======== DATASET RECORDS

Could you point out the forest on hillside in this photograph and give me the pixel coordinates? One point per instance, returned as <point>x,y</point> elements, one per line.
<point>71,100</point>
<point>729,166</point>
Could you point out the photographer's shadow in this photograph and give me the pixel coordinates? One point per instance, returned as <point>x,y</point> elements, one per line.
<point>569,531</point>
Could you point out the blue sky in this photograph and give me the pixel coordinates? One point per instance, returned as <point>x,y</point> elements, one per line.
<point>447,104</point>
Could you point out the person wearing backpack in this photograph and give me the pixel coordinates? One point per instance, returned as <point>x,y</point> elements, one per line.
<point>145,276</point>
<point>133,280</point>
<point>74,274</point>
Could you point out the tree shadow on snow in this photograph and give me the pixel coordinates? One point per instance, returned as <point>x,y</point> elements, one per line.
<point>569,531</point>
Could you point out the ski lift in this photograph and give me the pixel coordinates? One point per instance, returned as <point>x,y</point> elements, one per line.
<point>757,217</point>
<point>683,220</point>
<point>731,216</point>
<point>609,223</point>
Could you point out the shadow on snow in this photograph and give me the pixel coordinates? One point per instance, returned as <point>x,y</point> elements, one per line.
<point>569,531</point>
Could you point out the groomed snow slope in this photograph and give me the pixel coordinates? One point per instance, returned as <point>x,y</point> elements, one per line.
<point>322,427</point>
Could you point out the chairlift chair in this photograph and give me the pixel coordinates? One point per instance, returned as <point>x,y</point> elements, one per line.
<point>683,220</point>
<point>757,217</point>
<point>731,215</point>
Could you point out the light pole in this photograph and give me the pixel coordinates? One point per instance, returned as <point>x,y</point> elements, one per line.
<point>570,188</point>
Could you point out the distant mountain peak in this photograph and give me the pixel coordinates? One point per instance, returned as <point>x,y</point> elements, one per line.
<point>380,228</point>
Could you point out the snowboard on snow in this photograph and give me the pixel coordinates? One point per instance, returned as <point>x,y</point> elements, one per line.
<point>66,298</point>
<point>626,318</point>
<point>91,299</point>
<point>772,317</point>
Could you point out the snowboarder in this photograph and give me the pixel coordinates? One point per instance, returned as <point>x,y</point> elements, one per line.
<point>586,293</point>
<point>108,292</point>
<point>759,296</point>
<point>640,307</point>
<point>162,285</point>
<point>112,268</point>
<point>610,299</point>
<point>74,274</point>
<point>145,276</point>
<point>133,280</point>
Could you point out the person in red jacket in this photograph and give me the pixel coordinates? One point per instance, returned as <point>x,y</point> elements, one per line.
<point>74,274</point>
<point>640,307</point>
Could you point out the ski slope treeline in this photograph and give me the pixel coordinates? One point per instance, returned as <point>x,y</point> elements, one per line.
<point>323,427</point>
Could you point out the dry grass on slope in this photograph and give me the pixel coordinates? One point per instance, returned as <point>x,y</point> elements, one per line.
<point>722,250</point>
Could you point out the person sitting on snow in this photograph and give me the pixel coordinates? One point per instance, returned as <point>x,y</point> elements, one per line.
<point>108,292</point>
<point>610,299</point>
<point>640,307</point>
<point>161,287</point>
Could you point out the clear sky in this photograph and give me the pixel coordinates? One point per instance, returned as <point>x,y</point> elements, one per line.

================

Write the stretch from the line containing "Could you point out the ski lift" through the line containing "<point>609,223</point>" as a two-column CSV with the headers input and output: the first line goes under input, the remaining lines go under output, each field is quoted, and line breaks become spaces.

input,output
"Could you point out the ski lift in this photograph and give me the pixel coordinates? One point per instance, returned as <point>x,y</point> elements, one per line.","<point>757,217</point> <point>683,220</point> <point>731,216</point> <point>609,223</point>"